Each entry below is to be printed verbatim.

________

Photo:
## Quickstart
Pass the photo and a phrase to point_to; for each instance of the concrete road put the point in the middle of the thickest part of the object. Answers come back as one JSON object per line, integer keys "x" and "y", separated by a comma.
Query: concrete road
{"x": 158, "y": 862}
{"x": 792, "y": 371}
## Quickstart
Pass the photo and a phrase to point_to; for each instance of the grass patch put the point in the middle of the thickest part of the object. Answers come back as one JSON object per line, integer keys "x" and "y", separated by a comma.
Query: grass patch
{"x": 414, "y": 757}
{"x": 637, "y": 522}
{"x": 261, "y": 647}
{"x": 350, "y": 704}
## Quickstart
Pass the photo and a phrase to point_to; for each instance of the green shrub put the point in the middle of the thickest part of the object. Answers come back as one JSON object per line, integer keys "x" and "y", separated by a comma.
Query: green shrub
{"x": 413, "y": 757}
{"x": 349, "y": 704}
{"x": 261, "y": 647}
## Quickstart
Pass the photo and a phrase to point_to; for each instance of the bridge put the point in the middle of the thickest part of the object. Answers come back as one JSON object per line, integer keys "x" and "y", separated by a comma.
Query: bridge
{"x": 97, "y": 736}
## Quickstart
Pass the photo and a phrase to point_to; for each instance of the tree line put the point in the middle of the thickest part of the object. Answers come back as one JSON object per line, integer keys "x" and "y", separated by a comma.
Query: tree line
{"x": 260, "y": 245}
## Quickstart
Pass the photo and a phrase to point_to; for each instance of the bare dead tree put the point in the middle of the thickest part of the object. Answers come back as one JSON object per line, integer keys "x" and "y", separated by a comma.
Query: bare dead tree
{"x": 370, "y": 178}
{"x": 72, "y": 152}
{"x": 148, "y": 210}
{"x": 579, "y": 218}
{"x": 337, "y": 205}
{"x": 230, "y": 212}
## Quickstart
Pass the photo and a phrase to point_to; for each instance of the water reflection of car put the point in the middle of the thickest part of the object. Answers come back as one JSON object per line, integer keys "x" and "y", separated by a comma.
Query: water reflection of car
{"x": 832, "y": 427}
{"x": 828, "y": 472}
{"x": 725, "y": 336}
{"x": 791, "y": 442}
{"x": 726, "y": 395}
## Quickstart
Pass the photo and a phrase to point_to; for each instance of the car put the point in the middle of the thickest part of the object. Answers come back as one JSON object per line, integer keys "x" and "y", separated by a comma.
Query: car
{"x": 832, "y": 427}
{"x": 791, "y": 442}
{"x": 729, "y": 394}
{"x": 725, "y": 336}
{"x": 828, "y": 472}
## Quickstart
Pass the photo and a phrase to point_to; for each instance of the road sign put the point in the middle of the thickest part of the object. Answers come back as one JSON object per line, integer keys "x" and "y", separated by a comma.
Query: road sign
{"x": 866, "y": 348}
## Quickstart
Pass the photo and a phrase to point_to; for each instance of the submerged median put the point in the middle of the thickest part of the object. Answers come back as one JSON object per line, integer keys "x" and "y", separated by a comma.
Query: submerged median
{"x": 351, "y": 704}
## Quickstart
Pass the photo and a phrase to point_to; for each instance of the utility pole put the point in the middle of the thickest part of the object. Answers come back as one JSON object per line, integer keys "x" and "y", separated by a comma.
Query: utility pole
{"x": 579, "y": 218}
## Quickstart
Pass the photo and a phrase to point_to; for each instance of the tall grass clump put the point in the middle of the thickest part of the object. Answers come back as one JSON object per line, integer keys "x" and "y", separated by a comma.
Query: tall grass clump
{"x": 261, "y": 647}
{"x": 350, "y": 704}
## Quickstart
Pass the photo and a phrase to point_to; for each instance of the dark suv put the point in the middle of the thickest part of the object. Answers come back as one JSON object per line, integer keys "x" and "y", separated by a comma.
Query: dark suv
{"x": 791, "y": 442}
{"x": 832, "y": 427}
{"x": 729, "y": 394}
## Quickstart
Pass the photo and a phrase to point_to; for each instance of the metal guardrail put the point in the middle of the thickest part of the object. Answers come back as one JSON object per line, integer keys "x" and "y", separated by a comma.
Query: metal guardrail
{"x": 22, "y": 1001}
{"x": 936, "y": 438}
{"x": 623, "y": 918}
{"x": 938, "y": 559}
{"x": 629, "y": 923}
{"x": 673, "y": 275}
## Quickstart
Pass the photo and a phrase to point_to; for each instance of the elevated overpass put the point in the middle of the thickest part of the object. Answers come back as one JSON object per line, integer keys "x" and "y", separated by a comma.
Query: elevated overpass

________

* EXERCISE RESULT
Photo:
## Quickstart
Pass the photo and a phrase to point_to; for each instance of the concrete road put the point in the middle of the thickest part of the object. Answers come back as one JSON object per line, integer keys "x" and "y", separated by a comma.
Query: concrete road
{"x": 158, "y": 862}
{"x": 792, "y": 371}
## Quickstart
Pass the photo and a phrase to point_to; for each instance of the grass patch put the point in the middle of the thickest part of the object. Answers come back as one JSON object per line, integer keys "x" and "y", separated by a comma.
Query: grass patch
{"x": 414, "y": 757}
{"x": 637, "y": 522}
{"x": 261, "y": 647}
{"x": 350, "y": 704}
## Quickstart
Pass the photo and a phrase to point_to; for each instance of the green shrub put the point in the middle of the thickest part of the object. Answers come back as one JSON object per line, integer keys "x" and "y", separated by a comma.
Query: green shrub
{"x": 413, "y": 757}
{"x": 349, "y": 704}
{"x": 261, "y": 647}
## Quickstart
Pass the photo and a phrase to point_to; for each instance of the bridge put the point in the middle of the thickest part of the object. Answers come back as one JSON object per line, integer keys "x" and "y", separated by a comma.
Query: bridge
{"x": 97, "y": 736}
## Quickstart
Pass the photo and a phrase to point_to; for each instance of the tree line put the point in the middle of the thickest part of the object. Answers come back as one JSON object per line, integer keys "x" and "y", separated by a comma.
Query: tree line
{"x": 260, "y": 245}
## Quickstart
Pass the photo and a phrase to point_to; for each instance of the bare dead tree put the point in the middle of the thickest part of the object. Answers come back as one JSON object per line, integer keys "x" and "y", separated by a comma.
Query: bare dead tree
{"x": 370, "y": 178}
{"x": 72, "y": 152}
{"x": 148, "y": 210}
{"x": 579, "y": 218}
{"x": 337, "y": 205}
{"x": 230, "y": 212}
## Quickstart
Pass the photo and a phrase to point_to; for each instance of the water reflection of car put the point in the middle of the thickest part of the object. Answers come back as one JSON object per line, integer keys "x" and "y", separated by a comma.
Query: water reflection of car
{"x": 832, "y": 427}
{"x": 828, "y": 472}
{"x": 725, "y": 336}
{"x": 791, "y": 442}
{"x": 726, "y": 395}
## Quickstart
Pass the photo and a phrase to point_to; for each instance of the car put the point in the middle of the thickest part of the object. Answers come back as one JSON object per line, integer keys "x" and "y", separated by a comma.
Query: car
{"x": 832, "y": 427}
{"x": 791, "y": 442}
{"x": 729, "y": 394}
{"x": 725, "y": 336}
{"x": 828, "y": 472}
## Quickstart
Pass the photo and a phrase to point_to; for each instance of the road sign put the point in the middle of the thickest part of the object. Answers come back as one JSON object per line, integer keys "x" and "y", separated by a comma.
Query: road sign
{"x": 866, "y": 348}
## Quickstart
Pass the photo and a phrase to point_to; for each instance of the submerged median put the point in the middle of the thickest part of the object. Answers come back as one JSON object per line, integer keys "x" and "y", separated by a comma.
Query: submerged median
{"x": 351, "y": 704}
## Quickstart
Pass the photo and a phrase to point_to; for each instance of the utility pole put the point in the middle of the thickest part of the object. Answers come back as one JSON object per line, integer keys "x" and "y", separated by a comma.
Query: utility pole
{"x": 579, "y": 218}
## Quickstart
Pass the photo and a phrase to point_to; for each instance of the tall grass clump put the point in the middle of the thickest part of the object. Answers come back as one JSON object per line, integer keys "x" and "y", separated by a comma.
Query: tall grass clump
{"x": 261, "y": 647}
{"x": 350, "y": 704}
## Quickstart
Pass the photo and a phrase to point_to; for each instance of the dark suv put the point in the middle of the thickest part of the object. Answers come back as one JSON object per line, integer keys "x" and "y", separated by a comma.
Query: dark suv
{"x": 791, "y": 442}
{"x": 832, "y": 427}
{"x": 729, "y": 394}
## Quickstart
Pass the photo and a phrase to point_to; for each instance of the metal guardrail put the point in the middle of the thickest part of the object. Answers come back as one JSON object per line, integer keys "x" and "y", separated by a comma.
Query: metal guardrail
{"x": 22, "y": 1001}
{"x": 936, "y": 438}
{"x": 623, "y": 918}
{"x": 938, "y": 559}
{"x": 629, "y": 923}
{"x": 673, "y": 275}
## Quickstart
Pass the photo and a phrase to point_to; for each instance of the elevated overpass put the point in the middle of the thickest part of the object. Answers come back as one JSON object per line, integer keys "x" and "y", separated by a comma.
Query: elevated overpass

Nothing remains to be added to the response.